What is needed is an exact copy of all the entries below.

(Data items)
=== Section Start ===

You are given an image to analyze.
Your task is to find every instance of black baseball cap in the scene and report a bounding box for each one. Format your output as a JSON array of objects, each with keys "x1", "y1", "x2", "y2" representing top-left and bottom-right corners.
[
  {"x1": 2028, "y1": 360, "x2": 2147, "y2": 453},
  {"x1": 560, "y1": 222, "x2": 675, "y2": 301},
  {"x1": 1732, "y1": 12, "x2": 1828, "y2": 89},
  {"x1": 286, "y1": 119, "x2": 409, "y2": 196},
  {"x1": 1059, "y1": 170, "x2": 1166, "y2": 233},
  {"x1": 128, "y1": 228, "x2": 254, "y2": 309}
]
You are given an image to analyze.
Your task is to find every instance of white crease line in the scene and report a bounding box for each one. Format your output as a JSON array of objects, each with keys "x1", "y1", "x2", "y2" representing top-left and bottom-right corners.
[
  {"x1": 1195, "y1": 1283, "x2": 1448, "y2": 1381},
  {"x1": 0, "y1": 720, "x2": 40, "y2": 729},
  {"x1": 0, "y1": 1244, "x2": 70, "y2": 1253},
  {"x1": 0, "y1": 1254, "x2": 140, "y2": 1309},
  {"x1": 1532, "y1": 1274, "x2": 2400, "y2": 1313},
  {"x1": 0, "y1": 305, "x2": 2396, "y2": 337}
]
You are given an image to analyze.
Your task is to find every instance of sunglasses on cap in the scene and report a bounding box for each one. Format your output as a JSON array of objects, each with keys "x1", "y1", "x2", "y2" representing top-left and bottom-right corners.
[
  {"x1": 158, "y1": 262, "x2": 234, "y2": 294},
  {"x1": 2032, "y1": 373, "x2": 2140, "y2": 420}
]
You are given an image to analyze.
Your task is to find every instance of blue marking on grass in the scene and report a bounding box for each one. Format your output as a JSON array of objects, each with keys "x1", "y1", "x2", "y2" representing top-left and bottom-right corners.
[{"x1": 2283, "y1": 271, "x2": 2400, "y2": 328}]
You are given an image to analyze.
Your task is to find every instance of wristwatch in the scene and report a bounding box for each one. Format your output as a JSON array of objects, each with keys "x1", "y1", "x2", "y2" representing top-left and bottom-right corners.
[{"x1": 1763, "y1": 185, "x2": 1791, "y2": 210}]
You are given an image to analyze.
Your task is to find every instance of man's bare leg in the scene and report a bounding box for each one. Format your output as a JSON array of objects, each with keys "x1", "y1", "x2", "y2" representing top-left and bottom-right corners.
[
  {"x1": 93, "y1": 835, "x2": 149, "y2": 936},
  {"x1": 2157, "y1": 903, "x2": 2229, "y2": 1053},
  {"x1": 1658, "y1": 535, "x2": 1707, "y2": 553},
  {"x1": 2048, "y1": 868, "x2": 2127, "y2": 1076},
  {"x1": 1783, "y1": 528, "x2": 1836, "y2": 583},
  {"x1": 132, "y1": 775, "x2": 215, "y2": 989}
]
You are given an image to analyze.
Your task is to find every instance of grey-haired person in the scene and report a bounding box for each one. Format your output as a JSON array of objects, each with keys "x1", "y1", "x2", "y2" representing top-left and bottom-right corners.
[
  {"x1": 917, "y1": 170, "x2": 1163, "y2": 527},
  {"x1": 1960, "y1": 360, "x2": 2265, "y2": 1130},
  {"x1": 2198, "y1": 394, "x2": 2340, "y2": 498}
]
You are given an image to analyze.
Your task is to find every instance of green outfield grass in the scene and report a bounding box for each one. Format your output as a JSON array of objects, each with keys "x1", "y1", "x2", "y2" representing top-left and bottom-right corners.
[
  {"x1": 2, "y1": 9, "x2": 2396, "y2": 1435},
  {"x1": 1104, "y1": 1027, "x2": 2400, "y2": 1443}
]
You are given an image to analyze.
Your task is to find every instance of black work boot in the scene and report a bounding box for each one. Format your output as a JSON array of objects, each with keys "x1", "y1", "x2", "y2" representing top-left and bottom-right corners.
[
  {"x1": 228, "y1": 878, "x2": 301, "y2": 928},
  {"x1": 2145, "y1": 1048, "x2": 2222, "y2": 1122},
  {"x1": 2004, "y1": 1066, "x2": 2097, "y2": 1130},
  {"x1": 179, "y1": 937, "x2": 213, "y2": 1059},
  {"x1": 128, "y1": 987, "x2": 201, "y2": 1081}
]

=== Section End ===

### EXERCISE ANSWER
You are given an image to analyze.
Your task is to find every instance of black baseball cap in the scene and report a bounding box for each one. Format your output as a JSON array of objects, each with keys "x1", "y1", "x2", "y2" representing top-left and bottom-right corners.
[
  {"x1": 2028, "y1": 360, "x2": 2147, "y2": 453},
  {"x1": 560, "y1": 222, "x2": 675, "y2": 301},
  {"x1": 1732, "y1": 12, "x2": 1828, "y2": 89},
  {"x1": 286, "y1": 119, "x2": 409, "y2": 196},
  {"x1": 1059, "y1": 170, "x2": 1166, "y2": 233},
  {"x1": 128, "y1": 228, "x2": 254, "y2": 309}
]
You are given an image to analyze.
Your task is to find every instance of white crease line in the scene and report a bounding box for each one. Format your output as a JSON array of objects, each with keys "x1", "y1", "x2", "y2" representing top-left and bottom-right corners.
[
  {"x1": 1195, "y1": 1283, "x2": 1448, "y2": 1381},
  {"x1": 0, "y1": 720, "x2": 40, "y2": 729},
  {"x1": 0, "y1": 1244, "x2": 70, "y2": 1253},
  {"x1": 0, "y1": 1254, "x2": 140, "y2": 1309},
  {"x1": 1532, "y1": 1274, "x2": 2400, "y2": 1313},
  {"x1": 0, "y1": 305, "x2": 2396, "y2": 337}
]
You are given an image to analyze.
Your task is to find every instance of sunglasses on cap in the scene and report a bounding box for each one. Format your output as a JSON array of objects, each with keys "x1", "y1", "x2", "y2" representing top-left and bottom-right corners.
[
  {"x1": 158, "y1": 262, "x2": 234, "y2": 294},
  {"x1": 2032, "y1": 373, "x2": 2140, "y2": 420}
]
You are given an image to analyze.
Your task is to find every instance of blue marking on grass in the scene and report a bounding box for each one. Format your output as a JSON array of objects, each with keys "x1", "y1", "x2", "y2" representing top-left and bottom-right corners.
[{"x1": 2283, "y1": 271, "x2": 2400, "y2": 328}]
You are given an image to analyze.
Your task is to find every instance of wristwatch in the scene and report a bounding box for each one. Format your output as a JSON array of objects, each with keys "x1", "y1", "x2", "y2" representing top-left and bottom-right corners.
[{"x1": 1763, "y1": 185, "x2": 1791, "y2": 210}]
You are given an image to analyze.
Your task is to find every instance of man's bare leg in the scene and report a bounding box for each one. Format your output as a JSON array of objects, each with keys "x1", "y1", "x2", "y2" representing top-left and bottom-right corners.
[
  {"x1": 93, "y1": 835, "x2": 149, "y2": 936},
  {"x1": 2157, "y1": 903, "x2": 2229, "y2": 1053},
  {"x1": 1658, "y1": 535, "x2": 1707, "y2": 553},
  {"x1": 2048, "y1": 868, "x2": 2127, "y2": 1076},
  {"x1": 1783, "y1": 528, "x2": 1836, "y2": 583},
  {"x1": 132, "y1": 775, "x2": 215, "y2": 989}
]
You are given an image to analyze.
Your task is to find every instance of grey-haired person in the scene and report a bounding box for each one. Format your output as a JSON array of objects, each with keys "x1", "y1", "x2", "y2" representing top-left and bottom-right corners.
[
  {"x1": 917, "y1": 170, "x2": 1163, "y2": 527},
  {"x1": 1960, "y1": 360, "x2": 2265, "y2": 1130},
  {"x1": 2198, "y1": 394, "x2": 2340, "y2": 498}
]
You are given an image to analyze.
Your task is to find every instance of green outfield grass in the scene and report a bounding box for each one. Format your output as a JSON array of objects, each with keys "x1", "y1", "x2", "y2" representing top-left and bottom-right corners.
[
  {"x1": 2, "y1": 9, "x2": 2396, "y2": 1435},
  {"x1": 1104, "y1": 1027, "x2": 2400, "y2": 1443}
]
You are given an image to analyze.
Your task is to find every instance of black work boot in the scene and report a bounding box for each one. Format your output as a JSON array of objects, each with keys "x1", "y1", "x2", "y2" representing top-left and bottom-right corners.
[
  {"x1": 228, "y1": 878, "x2": 301, "y2": 928},
  {"x1": 2145, "y1": 1048, "x2": 2222, "y2": 1122},
  {"x1": 2004, "y1": 1066, "x2": 2097, "y2": 1130},
  {"x1": 179, "y1": 937, "x2": 213, "y2": 1059},
  {"x1": 128, "y1": 987, "x2": 201, "y2": 1081}
]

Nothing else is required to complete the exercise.